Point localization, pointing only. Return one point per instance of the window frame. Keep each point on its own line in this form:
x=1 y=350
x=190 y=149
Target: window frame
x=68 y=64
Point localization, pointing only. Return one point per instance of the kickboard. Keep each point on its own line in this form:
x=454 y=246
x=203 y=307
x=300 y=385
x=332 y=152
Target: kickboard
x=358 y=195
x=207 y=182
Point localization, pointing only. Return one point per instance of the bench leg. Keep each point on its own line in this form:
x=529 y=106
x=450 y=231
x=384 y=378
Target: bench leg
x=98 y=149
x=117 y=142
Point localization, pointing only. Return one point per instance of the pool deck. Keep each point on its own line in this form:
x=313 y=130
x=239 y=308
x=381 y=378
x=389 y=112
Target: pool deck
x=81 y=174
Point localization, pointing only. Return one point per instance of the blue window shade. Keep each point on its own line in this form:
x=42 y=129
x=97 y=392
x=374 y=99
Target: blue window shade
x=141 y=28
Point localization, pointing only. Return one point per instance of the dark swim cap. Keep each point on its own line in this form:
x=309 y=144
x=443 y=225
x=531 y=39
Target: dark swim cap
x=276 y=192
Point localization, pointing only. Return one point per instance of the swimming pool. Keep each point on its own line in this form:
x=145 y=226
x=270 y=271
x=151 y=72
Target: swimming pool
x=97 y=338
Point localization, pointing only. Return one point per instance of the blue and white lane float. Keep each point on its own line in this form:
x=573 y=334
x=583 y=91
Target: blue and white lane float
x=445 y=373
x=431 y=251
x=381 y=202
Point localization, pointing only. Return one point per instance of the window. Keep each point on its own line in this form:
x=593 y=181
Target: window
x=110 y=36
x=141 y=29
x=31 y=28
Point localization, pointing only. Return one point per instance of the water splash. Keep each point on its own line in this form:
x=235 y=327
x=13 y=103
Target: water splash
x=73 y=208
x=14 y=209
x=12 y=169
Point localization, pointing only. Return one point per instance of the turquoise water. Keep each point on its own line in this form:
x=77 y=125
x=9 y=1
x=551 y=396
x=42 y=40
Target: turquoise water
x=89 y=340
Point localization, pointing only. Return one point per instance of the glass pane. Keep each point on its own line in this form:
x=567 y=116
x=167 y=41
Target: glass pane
---------------
**Set task:** Write out all of the data above as a JSON list of strings, one string per line, with blank lines left out.

**Result for this exercise:**
[
  "Point localization, pointing only. Return one point per instance of the window frame. Keep each point on its own line in this form:",
  "x=1 y=350",
  "x=190 y=149",
  "Target: window frame",
  "x=68 y=64",
  "Point localization, pointing only. Return one point per instance of the kickboard. Keep each point on its own line in this form:",
  "x=454 y=246",
  "x=203 y=307",
  "x=300 y=385",
  "x=332 y=152",
  "Target: kickboard",
  "x=358 y=195",
  "x=207 y=182",
  "Point localization, pointing only. Return one point per instance of the bench leg. Keep each point on its own line in this form:",
  "x=529 y=106",
  "x=450 y=231",
  "x=384 y=378",
  "Target: bench leg",
  "x=98 y=149",
  "x=117 y=142",
  "Point localization, pointing only. Return one point per instance of the pool deck. Keep each point on its own line in this form:",
  "x=313 y=130",
  "x=239 y=308",
  "x=381 y=378",
  "x=389 y=112",
  "Target: pool deck",
  "x=81 y=174",
  "Point localization, pointing only. Return one point per instance of the blue window shade. Keep each point on its own line in this form:",
  "x=42 y=129",
  "x=97 y=392",
  "x=374 y=99",
  "Target: blue window shade",
  "x=141 y=28",
  "Point localization, pointing only. Return one point per instance of the dark swim cap. Keep each point on its own line in this form:",
  "x=309 y=144",
  "x=443 y=225",
  "x=531 y=39",
  "Target: dark swim cap",
  "x=276 y=192",
  "Point localization, pointing only. Return one point per instance of the swimming pool. Keep each point on its own line in this form:",
  "x=145 y=226",
  "x=270 y=271",
  "x=151 y=72",
  "Target: swimming pool",
  "x=97 y=338",
  "Point localization, pointing only. Return one point per instance of the blue and white lane float. Keep each point on its own line in this form:",
  "x=573 y=334",
  "x=583 y=91",
  "Target: blue and white lane float",
  "x=445 y=373",
  "x=431 y=251",
  "x=381 y=202",
  "Point localization, pointing only. Return one point per instance of the window. Keep each point on its own line in this form:",
  "x=593 y=181",
  "Target: window",
  "x=110 y=36",
  "x=141 y=29",
  "x=31 y=28",
  "Point localization, pointing only. Return one point per instance of the water splash. Keep each point on its own line in this form:",
  "x=235 y=327",
  "x=13 y=103",
  "Target: water splash",
  "x=73 y=208",
  "x=14 y=209",
  "x=12 y=169",
  "Point localization, pointing only. Return one point per instance of the turquoise water. Keep each point on its own line in this form:",
  "x=77 y=125",
  "x=9 y=1",
  "x=551 y=396",
  "x=42 y=40",
  "Target: turquoise water",
  "x=89 y=340",
  "Point localization, pointing only. Return one point per instance of the glass pane. Keep each point on its own line in this form:",
  "x=567 y=116",
  "x=167 y=41",
  "Target: glass pane"
]